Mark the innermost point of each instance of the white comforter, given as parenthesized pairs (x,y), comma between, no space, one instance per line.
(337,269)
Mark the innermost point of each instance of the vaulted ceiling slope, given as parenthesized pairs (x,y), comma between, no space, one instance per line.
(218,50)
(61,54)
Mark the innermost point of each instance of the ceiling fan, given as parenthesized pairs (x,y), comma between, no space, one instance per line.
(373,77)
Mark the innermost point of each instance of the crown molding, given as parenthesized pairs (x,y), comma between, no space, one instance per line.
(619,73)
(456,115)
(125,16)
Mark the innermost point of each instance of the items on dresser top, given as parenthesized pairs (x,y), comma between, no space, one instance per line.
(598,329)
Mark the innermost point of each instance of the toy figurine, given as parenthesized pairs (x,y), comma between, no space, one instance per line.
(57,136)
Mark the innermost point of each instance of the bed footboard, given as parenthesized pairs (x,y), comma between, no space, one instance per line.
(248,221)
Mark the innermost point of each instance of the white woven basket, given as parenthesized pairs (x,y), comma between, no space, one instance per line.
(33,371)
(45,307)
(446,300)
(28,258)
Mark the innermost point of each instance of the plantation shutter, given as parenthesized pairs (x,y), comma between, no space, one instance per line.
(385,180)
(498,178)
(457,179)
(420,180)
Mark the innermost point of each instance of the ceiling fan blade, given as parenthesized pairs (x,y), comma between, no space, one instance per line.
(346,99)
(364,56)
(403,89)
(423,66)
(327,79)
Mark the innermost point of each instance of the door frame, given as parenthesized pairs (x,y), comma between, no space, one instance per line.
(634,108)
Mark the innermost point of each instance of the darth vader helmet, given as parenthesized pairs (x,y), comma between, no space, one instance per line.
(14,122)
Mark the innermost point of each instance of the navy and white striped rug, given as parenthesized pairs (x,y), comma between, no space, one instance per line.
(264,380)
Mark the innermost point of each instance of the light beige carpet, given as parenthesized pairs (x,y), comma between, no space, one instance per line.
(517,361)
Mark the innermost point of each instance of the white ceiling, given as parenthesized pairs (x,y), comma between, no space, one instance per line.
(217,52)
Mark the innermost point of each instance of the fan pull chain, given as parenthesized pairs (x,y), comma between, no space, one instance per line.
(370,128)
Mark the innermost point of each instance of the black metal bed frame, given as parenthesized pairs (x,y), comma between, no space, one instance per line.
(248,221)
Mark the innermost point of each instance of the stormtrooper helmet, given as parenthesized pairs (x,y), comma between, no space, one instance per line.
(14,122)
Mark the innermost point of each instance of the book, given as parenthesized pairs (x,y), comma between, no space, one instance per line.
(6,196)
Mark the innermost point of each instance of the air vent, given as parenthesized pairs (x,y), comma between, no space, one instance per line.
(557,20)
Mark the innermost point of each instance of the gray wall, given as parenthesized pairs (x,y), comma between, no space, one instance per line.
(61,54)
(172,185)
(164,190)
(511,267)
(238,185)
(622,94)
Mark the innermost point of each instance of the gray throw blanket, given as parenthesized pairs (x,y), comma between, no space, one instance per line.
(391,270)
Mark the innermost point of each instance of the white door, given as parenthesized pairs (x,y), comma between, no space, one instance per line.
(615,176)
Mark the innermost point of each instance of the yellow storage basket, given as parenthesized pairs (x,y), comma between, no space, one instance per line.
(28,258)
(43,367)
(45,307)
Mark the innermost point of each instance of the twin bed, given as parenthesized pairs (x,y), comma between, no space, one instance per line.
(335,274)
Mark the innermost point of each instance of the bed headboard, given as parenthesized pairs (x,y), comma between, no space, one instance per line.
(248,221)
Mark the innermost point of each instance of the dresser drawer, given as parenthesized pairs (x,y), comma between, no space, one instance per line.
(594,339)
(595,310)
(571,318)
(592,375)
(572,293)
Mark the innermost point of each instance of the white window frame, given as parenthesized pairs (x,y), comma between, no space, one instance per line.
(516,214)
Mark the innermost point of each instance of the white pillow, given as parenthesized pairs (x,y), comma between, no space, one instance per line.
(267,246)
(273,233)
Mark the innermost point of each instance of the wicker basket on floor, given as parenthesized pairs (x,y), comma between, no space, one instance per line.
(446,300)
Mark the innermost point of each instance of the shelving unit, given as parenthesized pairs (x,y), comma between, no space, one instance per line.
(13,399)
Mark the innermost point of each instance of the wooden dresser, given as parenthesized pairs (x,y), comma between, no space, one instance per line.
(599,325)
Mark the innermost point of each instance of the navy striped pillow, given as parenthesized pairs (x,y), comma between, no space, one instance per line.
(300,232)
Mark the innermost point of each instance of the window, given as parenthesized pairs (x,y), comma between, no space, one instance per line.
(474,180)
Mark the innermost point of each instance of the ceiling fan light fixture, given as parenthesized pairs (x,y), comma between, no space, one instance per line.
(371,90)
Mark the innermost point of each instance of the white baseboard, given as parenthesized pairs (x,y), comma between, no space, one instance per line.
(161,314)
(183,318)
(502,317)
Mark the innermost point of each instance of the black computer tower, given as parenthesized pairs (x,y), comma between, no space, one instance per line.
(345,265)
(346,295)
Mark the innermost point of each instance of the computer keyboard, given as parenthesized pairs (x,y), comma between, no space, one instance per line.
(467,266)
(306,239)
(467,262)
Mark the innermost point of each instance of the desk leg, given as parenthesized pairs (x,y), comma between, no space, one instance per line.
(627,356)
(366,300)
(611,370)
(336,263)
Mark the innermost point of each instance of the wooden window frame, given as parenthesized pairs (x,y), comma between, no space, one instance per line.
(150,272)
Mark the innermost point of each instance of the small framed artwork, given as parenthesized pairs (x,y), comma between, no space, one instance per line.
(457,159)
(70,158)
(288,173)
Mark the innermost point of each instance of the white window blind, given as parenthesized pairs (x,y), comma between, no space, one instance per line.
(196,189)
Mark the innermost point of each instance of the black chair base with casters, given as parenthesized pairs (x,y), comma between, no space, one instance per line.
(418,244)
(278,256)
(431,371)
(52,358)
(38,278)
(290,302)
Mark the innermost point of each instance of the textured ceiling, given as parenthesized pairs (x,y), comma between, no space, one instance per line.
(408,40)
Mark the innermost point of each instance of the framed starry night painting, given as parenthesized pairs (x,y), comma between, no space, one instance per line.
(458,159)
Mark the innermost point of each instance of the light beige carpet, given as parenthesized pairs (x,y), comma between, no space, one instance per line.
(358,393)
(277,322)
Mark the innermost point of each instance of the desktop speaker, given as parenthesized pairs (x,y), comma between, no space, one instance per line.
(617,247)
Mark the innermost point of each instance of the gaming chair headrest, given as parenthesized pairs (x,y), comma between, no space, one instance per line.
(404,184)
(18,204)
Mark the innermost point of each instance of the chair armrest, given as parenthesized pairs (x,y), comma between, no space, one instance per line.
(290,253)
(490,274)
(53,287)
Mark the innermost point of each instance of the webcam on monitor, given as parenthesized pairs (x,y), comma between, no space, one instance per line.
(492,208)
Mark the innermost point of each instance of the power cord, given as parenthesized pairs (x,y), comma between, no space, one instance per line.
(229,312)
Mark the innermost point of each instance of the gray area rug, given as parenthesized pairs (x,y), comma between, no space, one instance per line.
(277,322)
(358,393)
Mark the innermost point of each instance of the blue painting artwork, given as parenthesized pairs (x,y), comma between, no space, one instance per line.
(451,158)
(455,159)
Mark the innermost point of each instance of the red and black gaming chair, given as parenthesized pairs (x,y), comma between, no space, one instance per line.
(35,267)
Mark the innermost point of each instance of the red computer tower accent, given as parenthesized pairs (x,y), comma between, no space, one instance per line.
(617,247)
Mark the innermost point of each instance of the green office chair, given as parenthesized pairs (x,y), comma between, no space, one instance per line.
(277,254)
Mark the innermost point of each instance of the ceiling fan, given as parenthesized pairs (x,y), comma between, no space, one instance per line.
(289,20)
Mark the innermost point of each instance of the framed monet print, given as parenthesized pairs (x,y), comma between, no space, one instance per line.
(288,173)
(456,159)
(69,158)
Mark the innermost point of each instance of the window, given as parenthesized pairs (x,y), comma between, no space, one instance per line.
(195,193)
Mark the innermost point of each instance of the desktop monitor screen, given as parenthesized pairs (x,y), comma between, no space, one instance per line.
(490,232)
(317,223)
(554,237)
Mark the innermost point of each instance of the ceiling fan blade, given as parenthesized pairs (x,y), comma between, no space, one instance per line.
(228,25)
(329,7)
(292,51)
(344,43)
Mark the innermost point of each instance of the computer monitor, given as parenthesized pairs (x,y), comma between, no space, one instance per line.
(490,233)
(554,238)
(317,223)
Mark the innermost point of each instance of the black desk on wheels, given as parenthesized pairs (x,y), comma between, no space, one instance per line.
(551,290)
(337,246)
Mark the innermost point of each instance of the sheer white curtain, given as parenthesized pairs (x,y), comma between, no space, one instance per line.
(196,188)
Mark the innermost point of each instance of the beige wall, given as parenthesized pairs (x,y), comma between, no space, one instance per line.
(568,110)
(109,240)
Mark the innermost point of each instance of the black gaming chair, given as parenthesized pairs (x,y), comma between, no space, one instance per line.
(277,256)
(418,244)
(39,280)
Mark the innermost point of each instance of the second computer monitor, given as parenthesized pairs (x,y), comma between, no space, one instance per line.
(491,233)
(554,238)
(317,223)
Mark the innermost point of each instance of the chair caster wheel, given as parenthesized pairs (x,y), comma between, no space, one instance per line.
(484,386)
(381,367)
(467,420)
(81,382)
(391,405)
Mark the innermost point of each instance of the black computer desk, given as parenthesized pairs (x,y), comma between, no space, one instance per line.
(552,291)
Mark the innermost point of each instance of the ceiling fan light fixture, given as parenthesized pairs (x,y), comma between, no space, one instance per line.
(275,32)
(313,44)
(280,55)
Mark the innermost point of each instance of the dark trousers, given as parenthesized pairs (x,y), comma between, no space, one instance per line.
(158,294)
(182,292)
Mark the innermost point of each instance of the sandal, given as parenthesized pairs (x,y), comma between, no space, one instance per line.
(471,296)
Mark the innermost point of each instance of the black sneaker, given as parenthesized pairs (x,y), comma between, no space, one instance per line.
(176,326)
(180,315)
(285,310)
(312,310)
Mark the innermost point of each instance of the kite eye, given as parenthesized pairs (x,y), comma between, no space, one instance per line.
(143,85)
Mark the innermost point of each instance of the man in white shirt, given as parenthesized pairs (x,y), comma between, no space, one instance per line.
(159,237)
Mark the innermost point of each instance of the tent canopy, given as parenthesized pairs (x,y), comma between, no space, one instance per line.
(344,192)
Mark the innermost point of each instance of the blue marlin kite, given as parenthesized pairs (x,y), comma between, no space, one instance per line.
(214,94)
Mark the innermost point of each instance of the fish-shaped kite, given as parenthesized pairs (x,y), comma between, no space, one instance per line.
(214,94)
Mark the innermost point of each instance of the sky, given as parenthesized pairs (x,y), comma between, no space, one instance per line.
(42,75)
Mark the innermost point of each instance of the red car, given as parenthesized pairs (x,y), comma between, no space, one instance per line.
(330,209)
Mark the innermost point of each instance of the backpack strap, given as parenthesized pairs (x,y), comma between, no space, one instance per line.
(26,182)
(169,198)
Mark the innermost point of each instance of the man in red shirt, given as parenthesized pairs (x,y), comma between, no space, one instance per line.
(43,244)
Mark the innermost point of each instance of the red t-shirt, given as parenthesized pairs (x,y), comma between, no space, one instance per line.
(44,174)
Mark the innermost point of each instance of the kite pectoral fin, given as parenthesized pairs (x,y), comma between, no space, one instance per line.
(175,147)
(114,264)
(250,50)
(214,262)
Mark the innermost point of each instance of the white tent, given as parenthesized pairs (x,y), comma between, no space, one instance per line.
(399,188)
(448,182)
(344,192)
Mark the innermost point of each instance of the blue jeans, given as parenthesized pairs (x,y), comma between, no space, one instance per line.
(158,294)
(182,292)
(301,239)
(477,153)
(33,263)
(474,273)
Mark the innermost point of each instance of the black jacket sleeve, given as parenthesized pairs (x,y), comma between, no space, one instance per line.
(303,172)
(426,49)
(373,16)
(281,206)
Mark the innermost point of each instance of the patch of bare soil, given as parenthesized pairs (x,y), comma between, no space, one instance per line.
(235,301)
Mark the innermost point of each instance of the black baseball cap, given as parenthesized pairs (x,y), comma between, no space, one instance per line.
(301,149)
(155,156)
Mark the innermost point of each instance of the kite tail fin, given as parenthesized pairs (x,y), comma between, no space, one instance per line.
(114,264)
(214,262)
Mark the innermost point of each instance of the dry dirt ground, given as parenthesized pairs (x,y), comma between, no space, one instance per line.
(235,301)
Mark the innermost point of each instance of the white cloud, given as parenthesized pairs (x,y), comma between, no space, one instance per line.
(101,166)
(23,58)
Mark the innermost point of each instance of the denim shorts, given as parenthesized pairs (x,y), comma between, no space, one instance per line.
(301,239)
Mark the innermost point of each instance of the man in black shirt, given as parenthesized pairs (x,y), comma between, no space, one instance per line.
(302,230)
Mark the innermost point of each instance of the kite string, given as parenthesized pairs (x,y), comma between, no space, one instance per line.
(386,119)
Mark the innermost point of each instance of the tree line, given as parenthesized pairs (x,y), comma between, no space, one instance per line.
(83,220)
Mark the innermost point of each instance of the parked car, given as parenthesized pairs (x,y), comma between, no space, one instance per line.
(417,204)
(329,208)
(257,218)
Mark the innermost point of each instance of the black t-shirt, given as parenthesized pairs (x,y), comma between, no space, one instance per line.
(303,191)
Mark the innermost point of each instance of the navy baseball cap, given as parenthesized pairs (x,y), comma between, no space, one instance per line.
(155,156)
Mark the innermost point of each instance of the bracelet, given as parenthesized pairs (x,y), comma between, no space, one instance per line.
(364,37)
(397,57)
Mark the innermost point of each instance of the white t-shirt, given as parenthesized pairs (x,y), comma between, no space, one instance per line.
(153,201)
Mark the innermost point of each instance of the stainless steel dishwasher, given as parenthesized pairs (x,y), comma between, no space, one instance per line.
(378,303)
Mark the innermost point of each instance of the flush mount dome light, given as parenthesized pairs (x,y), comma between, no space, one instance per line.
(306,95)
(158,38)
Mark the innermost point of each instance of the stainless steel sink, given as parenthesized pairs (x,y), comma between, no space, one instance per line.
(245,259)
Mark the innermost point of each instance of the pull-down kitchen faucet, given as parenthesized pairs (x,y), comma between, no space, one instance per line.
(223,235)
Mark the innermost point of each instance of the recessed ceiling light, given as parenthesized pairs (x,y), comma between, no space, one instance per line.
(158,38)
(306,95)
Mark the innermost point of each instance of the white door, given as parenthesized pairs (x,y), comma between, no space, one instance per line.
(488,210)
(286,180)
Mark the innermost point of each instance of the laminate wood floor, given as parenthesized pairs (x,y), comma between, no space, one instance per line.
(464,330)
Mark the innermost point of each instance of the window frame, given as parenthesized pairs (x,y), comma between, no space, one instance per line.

------------------------------------------------

**WORK INSTRUCTIONS:** Transcribe exactly, and only, the lines from the one bearing "Mark the innermost point of each instance of the bracelet, given" through the last line of the entries, counting both.

**OUTPUT OF THE TASK:**
Mark the innermost point of each instance of the bracelet, given as parenthesized pairs (x,y), comma between, no space, one instance per line.
(364,37)
(397,57)
Mark the innermost point of each instance of the white t-shirt, given as parenthesized pairs (x,y), comma between, no space, one instance per line.
(153,201)
Mark the innermost point of each instance of the stainless steel dishwasher, given as parenthesized pairs (x,y), comma between, no space, one instance per line.
(378,303)
Mark the innermost point of each instance of the flush mount dome light, given as parenthesized pairs (x,y), comma between, no space, one instance per line.
(306,95)
(158,38)
Mark the innermost point of each instance of the stainless steel sink, given as parenthesized pairs (x,y), comma between, no space, one instance per line.
(245,259)
Mark the innermost point of each instance of the pull-down kitchen faucet, given as parenthesized pairs (x,y), comma between, no space, one instance per line.
(223,235)
Mark the innermost point of each instance of the recessed ceiling light, given as parenthesized pairs (x,y), comma between, no space, one instance per line.
(158,38)
(306,95)
Mark the innermost point of each instance of the white door, given as parenthesized pairs (x,y), comma between, no space, one instance per line.
(488,210)
(286,180)
Mark the innermost point of each instance of the laminate wood floor, given as parenthesized pairs (x,y), comma between, no space, one instance per line.
(464,330)
Mark the innermost point of each instance of the window frame, given as parenthesized pairs (x,y), comma between, no space, one instance per line.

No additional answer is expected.